## YOUR TASK
Hunt through the lines below for the string "water" and copy each one that has it.

## DATA TO EXAMINE
########################################

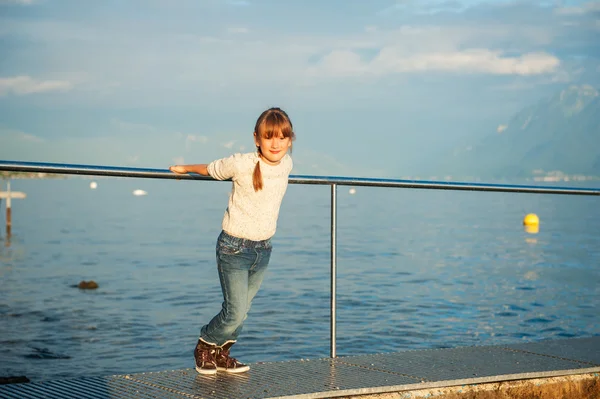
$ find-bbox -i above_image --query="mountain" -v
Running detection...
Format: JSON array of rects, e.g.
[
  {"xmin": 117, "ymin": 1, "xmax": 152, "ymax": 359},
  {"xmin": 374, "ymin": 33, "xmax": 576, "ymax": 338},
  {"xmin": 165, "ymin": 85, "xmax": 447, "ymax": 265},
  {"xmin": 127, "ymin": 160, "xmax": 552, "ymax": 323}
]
[{"xmin": 435, "ymin": 85, "xmax": 600, "ymax": 180}]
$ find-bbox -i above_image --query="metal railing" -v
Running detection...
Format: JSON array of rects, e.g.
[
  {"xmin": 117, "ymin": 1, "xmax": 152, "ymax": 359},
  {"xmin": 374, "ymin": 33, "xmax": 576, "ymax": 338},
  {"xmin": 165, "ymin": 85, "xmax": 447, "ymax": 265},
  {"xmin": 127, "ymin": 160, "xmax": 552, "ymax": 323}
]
[{"xmin": 2, "ymin": 160, "xmax": 599, "ymax": 358}]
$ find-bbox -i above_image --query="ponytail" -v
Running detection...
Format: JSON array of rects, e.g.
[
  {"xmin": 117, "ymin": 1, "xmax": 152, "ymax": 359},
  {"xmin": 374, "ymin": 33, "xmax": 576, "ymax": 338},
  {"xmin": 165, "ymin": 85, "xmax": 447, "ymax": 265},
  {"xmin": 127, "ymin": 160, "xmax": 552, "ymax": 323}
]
[{"xmin": 253, "ymin": 150, "xmax": 263, "ymax": 191}]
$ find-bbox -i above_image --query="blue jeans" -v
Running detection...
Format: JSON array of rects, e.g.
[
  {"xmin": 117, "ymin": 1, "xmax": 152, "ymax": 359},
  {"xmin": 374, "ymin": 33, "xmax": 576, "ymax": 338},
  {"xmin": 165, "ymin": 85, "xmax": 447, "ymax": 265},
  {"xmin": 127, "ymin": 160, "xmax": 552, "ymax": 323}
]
[{"xmin": 200, "ymin": 231, "xmax": 272, "ymax": 346}]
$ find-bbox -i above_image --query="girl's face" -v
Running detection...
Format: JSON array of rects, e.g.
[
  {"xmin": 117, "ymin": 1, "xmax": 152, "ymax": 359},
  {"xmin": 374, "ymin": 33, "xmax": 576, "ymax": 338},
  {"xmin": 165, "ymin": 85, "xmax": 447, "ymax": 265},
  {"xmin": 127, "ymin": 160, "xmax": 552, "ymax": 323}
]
[{"xmin": 254, "ymin": 131, "xmax": 291, "ymax": 166}]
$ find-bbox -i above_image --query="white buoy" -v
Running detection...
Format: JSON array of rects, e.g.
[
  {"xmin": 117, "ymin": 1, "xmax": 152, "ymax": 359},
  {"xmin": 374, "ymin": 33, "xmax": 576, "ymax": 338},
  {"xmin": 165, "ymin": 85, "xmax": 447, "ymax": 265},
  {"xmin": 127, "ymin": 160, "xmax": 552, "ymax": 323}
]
[
  {"xmin": 349, "ymin": 188, "xmax": 356, "ymax": 195},
  {"xmin": 90, "ymin": 181, "xmax": 98, "ymax": 189},
  {"xmin": 133, "ymin": 189, "xmax": 147, "ymax": 196}
]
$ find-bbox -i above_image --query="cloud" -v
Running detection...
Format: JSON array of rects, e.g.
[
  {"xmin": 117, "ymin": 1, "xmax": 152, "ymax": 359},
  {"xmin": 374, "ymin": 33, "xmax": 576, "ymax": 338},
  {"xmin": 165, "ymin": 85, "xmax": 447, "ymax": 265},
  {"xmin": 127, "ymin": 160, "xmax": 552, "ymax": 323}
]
[
  {"xmin": 0, "ymin": 0, "xmax": 36, "ymax": 4},
  {"xmin": 19, "ymin": 133, "xmax": 44, "ymax": 142},
  {"xmin": 378, "ymin": 0, "xmax": 474, "ymax": 16},
  {"xmin": 554, "ymin": 1, "xmax": 600, "ymax": 16},
  {"xmin": 0, "ymin": 0, "xmax": 582, "ymax": 104},
  {"xmin": 227, "ymin": 0, "xmax": 249, "ymax": 6},
  {"xmin": 110, "ymin": 119, "xmax": 161, "ymax": 134},
  {"xmin": 223, "ymin": 140, "xmax": 236, "ymax": 149},
  {"xmin": 0, "ymin": 75, "xmax": 73, "ymax": 96},
  {"xmin": 186, "ymin": 134, "xmax": 209, "ymax": 143},
  {"xmin": 185, "ymin": 134, "xmax": 209, "ymax": 150},
  {"xmin": 110, "ymin": 119, "xmax": 212, "ymax": 155},
  {"xmin": 227, "ymin": 27, "xmax": 249, "ymax": 34},
  {"xmin": 309, "ymin": 49, "xmax": 560, "ymax": 77},
  {"xmin": 0, "ymin": 0, "xmax": 595, "ymax": 111},
  {"xmin": 0, "ymin": 128, "xmax": 45, "ymax": 142},
  {"xmin": 172, "ymin": 156, "xmax": 185, "ymax": 165}
]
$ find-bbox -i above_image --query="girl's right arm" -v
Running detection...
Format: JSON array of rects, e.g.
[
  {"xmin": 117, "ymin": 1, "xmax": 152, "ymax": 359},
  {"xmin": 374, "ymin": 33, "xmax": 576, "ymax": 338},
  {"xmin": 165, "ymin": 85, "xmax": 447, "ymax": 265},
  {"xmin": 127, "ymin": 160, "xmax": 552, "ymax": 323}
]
[{"xmin": 169, "ymin": 164, "xmax": 209, "ymax": 176}]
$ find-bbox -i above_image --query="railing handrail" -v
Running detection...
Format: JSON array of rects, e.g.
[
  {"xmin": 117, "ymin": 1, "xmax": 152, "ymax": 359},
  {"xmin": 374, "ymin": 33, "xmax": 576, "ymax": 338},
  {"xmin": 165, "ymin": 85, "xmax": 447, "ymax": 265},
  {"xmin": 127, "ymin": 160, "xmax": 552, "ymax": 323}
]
[
  {"xmin": 1, "ymin": 158, "xmax": 599, "ymax": 359},
  {"xmin": 1, "ymin": 160, "xmax": 599, "ymax": 196}
]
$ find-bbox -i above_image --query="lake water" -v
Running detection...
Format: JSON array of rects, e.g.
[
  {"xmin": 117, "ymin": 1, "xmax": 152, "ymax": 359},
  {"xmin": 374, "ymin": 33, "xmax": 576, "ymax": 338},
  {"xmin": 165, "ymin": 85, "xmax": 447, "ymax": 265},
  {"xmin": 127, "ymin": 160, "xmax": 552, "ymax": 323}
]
[{"xmin": 1, "ymin": 177, "xmax": 599, "ymax": 382}]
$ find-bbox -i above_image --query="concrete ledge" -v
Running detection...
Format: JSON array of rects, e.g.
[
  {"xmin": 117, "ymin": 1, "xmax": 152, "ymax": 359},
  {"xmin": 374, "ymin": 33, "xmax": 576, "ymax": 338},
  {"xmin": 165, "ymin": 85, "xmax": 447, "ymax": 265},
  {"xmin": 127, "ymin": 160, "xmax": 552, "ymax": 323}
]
[{"xmin": 343, "ymin": 372, "xmax": 600, "ymax": 399}]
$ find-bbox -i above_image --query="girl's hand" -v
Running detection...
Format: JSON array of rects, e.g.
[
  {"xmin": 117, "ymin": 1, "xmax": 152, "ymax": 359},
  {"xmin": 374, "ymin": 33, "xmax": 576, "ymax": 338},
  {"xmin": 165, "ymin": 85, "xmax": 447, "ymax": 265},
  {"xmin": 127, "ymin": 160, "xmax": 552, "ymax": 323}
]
[{"xmin": 169, "ymin": 165, "xmax": 187, "ymax": 174}]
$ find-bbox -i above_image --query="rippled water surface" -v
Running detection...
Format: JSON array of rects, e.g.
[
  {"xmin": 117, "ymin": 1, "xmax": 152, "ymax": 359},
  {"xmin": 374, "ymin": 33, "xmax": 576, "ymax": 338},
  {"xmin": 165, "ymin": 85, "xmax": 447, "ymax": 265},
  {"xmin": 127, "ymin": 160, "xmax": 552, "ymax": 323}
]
[{"xmin": 1, "ymin": 178, "xmax": 599, "ymax": 381}]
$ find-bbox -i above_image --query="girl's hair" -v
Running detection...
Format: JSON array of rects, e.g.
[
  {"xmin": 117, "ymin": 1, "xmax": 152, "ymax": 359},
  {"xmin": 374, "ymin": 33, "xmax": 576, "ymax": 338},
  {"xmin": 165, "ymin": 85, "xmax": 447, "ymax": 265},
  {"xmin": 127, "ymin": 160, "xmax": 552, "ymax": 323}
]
[{"xmin": 253, "ymin": 107, "xmax": 295, "ymax": 191}]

########################################

## RESULT OF THE TASK
$ find-bbox -i above_image --query="lake water" -v
$ find-bbox -i above_image --query="rippled water surface" -v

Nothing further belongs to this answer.